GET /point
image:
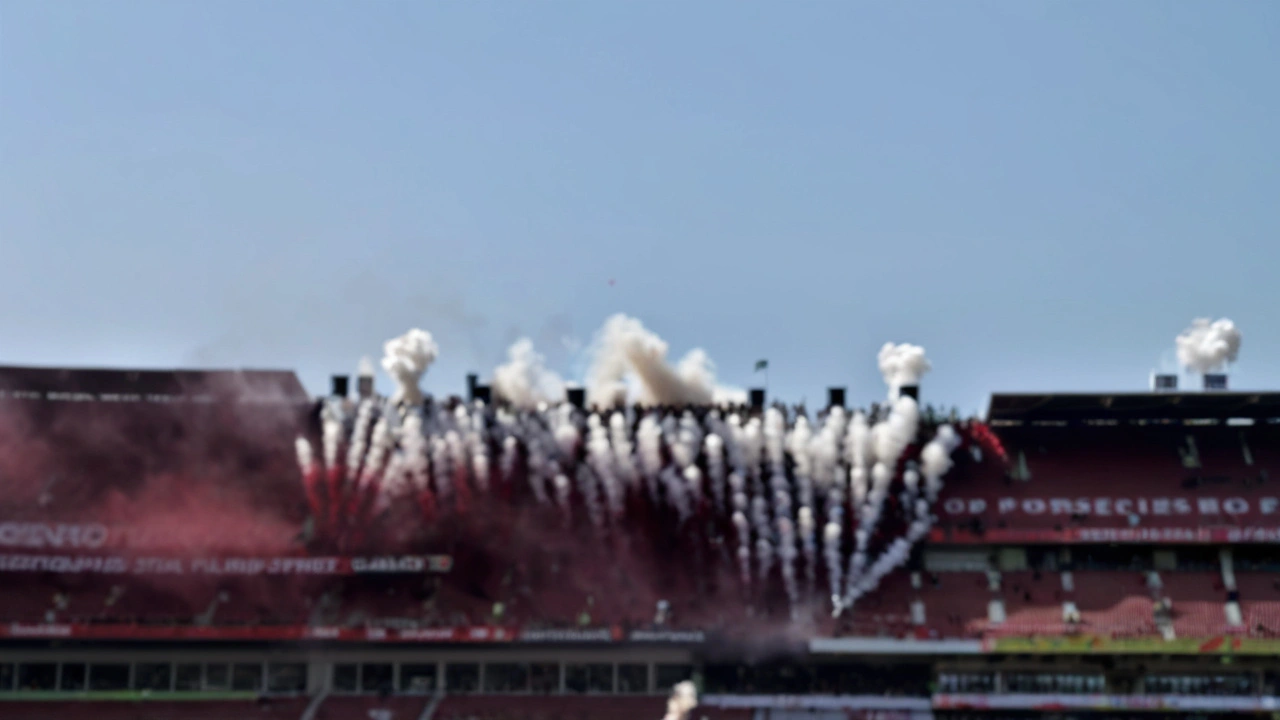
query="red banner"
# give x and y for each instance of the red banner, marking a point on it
(223, 566)
(287, 633)
(1257, 510)
(265, 633)
(1107, 534)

• • • • •

*Your goal*:
Please reproduce the entries above line by line, exactly, leaving out each image.

*Output below*:
GET /point
image:
query="red banner"
# give x and y for each instance of the red banner, marking a point on it
(223, 566)
(287, 633)
(1257, 510)
(265, 633)
(1107, 534)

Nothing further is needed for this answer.